(Raw records)
--------------------------------
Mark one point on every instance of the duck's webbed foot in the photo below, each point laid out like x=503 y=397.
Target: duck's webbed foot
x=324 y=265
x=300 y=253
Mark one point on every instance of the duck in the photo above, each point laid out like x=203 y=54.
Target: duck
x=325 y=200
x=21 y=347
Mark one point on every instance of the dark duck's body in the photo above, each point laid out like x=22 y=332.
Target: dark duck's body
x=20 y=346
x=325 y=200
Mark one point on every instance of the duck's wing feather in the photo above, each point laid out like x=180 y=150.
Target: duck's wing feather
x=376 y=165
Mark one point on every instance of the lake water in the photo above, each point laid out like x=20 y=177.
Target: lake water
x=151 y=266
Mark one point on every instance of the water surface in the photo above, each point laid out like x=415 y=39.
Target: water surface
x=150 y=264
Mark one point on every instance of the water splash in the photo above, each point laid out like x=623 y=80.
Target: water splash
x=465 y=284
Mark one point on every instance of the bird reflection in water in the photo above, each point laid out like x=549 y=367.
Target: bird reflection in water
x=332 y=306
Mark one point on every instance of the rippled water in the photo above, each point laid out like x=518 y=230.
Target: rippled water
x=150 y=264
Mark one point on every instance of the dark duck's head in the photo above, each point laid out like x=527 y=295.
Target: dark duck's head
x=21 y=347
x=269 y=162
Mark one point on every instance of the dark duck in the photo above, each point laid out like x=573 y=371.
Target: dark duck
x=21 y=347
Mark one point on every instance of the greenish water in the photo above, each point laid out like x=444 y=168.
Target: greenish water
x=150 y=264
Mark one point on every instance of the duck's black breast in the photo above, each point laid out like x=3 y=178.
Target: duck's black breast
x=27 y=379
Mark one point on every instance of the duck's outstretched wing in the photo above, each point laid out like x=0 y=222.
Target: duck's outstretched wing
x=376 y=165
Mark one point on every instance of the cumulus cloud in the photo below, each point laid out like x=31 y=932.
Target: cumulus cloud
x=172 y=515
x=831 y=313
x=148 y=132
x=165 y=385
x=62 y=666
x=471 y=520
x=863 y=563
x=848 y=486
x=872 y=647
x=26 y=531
--------------------------------
Rewrite all of the rows above as a Markdown table with two columns, No. and Line, where No. holds each row's number and Line holds its text. Omit any blank lines.

| No. | Line |
|---|---|
| 1 | Mark one point on every instance of the duck's webbed foot in the photo below, each point laid out like x=503 y=397. |
| 2 | Target: duck's webbed foot |
| 3 | x=324 y=265 |
| 4 | x=300 y=253 |
| 5 | Mark one point on every instance of the duck in the photo above, each point laid out like x=203 y=54. |
| 6 | Target: duck |
| 7 | x=325 y=200 |
| 8 | x=21 y=347 |
| 9 | Mark one point on every instance of the dark duck's body in the photo above, each point laid out like x=22 y=332. |
| 10 | Target: dark duck's body |
| 11 | x=20 y=346 |
| 12 | x=325 y=200 |
| 13 | Mark one point on every instance of the duck's wing feather in the photo above, each point laid out like x=180 y=150. |
| 14 | Target: duck's wing feather |
| 15 | x=376 y=165 |
| 16 | Mark one point on every instance of the lake water in the photo above, each point laid out like x=20 y=177. |
| 17 | Target: lake water |
| 18 | x=151 y=266 |
| 19 | Mark one point on every instance of the water surface in the photo above, each point laid out like x=415 y=39. |
| 20 | Target: water surface |
| 21 | x=150 y=264 |
| 22 | Mark one point on every instance of the water splash in the photo above, each point laid out like x=623 y=80. |
| 23 | Target: water splash |
| 24 | x=465 y=284 |
| 25 | Mark one point on every instance of the bird reflection in water in the photo above, each point laid out like x=549 y=367. |
| 26 | Target: bird reflection in water |
| 27 | x=332 y=306 |
| 28 | Mark one point on every instance of the rippled water in the photo above, each point laid out like x=518 y=230. |
| 29 | Target: rippled water |
| 30 | x=150 y=264 |
| 31 | Mark one point on every instance of the dark duck's head in the photo above, each point laid out like x=527 y=295. |
| 32 | Target: dark duck's head |
| 33 | x=21 y=347 |
| 34 | x=269 y=162 |
| 35 | Mark one point on every instance of the dark duck in the photo above, each point laid out like x=573 y=371. |
| 36 | Target: dark duck |
| 37 | x=21 y=347 |
| 38 | Mark one point on every instance of the greenish water in the photo above, each point laid out like x=444 y=168. |
| 39 | Target: greenish water |
| 40 | x=150 y=264 |
| 41 | Mark one point on every instance of the duck's black breast in the photo above, each point laid out like x=3 y=178. |
| 42 | Target: duck's black breast |
| 43 | x=27 y=379 |
| 44 | Mark one point on every instance of the duck's outstretched wing in the photo above, each point laid out like x=0 y=222. |
| 45 | Target: duck's outstretched wing |
| 46 | x=376 y=165 |
| 47 | Mark one point on every instance of the cumulus cloud in the photo below, each point laid out like x=31 y=932. |
| 48 | Target: cumulus cloud |
| 49 | x=172 y=515 |
| 50 | x=831 y=313 |
| 51 | x=148 y=132 |
| 52 | x=165 y=385 |
| 53 | x=62 y=666 |
| 54 | x=471 y=520 |
| 55 | x=863 y=563 |
| 56 | x=848 y=486 |
| 57 | x=872 y=647 |
| 58 | x=26 y=531 |